• **RECORDS FOR PROCESSING**
BEGIN

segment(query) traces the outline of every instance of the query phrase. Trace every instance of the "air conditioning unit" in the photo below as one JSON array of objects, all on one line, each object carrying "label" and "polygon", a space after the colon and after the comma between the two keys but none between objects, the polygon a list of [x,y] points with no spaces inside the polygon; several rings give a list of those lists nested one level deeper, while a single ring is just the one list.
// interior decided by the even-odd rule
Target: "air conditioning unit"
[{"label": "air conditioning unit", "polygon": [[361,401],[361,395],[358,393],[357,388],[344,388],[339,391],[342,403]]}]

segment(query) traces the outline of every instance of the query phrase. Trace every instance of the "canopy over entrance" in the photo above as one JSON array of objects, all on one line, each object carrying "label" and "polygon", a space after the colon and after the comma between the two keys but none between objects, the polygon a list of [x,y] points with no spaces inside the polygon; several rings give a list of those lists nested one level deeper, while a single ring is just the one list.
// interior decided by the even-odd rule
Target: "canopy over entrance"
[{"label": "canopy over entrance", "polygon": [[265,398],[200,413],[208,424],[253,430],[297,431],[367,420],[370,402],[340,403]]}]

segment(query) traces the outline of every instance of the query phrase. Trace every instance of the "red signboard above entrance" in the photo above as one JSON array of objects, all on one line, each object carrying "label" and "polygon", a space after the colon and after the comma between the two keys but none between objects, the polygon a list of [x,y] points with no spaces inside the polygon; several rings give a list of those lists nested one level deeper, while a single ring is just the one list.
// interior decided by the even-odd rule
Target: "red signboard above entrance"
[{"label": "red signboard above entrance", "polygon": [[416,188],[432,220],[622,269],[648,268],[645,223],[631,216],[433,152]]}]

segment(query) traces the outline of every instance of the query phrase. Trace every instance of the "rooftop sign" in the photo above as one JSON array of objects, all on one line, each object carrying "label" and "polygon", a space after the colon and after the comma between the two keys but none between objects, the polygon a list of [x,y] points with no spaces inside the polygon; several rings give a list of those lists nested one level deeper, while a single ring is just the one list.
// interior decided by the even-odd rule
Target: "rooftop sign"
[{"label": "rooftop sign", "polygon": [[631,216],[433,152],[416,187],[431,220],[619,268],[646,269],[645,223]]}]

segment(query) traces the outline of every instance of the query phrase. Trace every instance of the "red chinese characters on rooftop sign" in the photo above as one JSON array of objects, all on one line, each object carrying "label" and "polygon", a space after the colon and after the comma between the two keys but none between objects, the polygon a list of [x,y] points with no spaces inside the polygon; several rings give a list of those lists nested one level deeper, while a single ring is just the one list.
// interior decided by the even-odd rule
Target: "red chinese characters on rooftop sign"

END

• **DIRECTIONS FOR THIS TASK**
Extract all the material, leaving every line as it is.

• **THE RESPONSE**
segment(query) traces the outline of every instance of the query phrase. Trace every instance of the "air conditioning unit" in the photo below as one JSON array of objects, all on one line, each object carrying "label" and "polygon", a space after the colon and after the comma between the two keys but none between objects, the polygon a list of [x,y] points with no spaces inside the polygon; several rings give a list of those lists nested one level deeper, while a single ring is just the one list.
// interior decided by the even-odd rule
Target: "air conditioning unit"
[{"label": "air conditioning unit", "polygon": [[361,401],[361,395],[358,393],[357,388],[344,388],[339,391],[342,403]]}]

segment(query) traces the outline of every instance of the query phrase. Trace every instance of the "canopy over entrance" in the photo above as one JSON array of objects, all on one line, each object carrying "label" and "polygon", a space after the colon and after the comma between the two keys but none between objects, the polygon a list of [x,y] points with no spaces inside the polygon; several rings give a list of those lists nested one level deeper, while a single ring is just the one list.
// interior decided by the even-odd rule
Target: "canopy over entrance"
[{"label": "canopy over entrance", "polygon": [[265,398],[200,413],[208,424],[253,430],[297,431],[367,420],[370,402],[340,403]]}]

segment(query) traces the outline of every instance of the query phrase. Trace every instance of the "red signboard above entrance" in the photo above as one JSON array of objects, all on one line, each object carrying "label" and "polygon", a space after the colon and after the comma between the two keys but none between objects, the polygon a list of [x,y] points with no spaces inside the polygon; several rings give a list of those lists nested one level deeper, while a single ring is just the one list.
// interior decided by the even-odd rule
Target: "red signboard above entrance"
[{"label": "red signboard above entrance", "polygon": [[416,188],[432,220],[622,269],[648,268],[645,223],[631,216],[433,152]]}]

segment(query) traces the outline of every instance of the query phrase. Trace every instance of the "rooftop sign" in the photo above as one JSON array of objects, all on one line, each object carrying "label" and "polygon", a space after the colon and after the comma between the two keys but none between objects, the polygon a list of [x,y] points with no spaces inside the polygon; several rings give a list of those lists nested one level deeper, while a single ring is just the one list.
// interior decided by the even-odd rule
Target: "rooftop sign"
[{"label": "rooftop sign", "polygon": [[631,216],[433,152],[416,187],[431,220],[619,268],[646,269],[645,223]]}]

segment(query) traces the outline of every instance of the query phrase. Trace every instance of the "red chinese characters on rooftop sign" in the photo above as one JSON array of objects, all on one line, each object carrying "label" and "polygon", a space after the colon and after the comma between the two keys but none between objects, the polygon a list of [x,y] points with no spaces inside the polygon; several rings give a list of those lists nested one level deeper, while a single ring is just the one list.
// interior decided by the even-odd rule
Target: "red chinese characters on rooftop sign"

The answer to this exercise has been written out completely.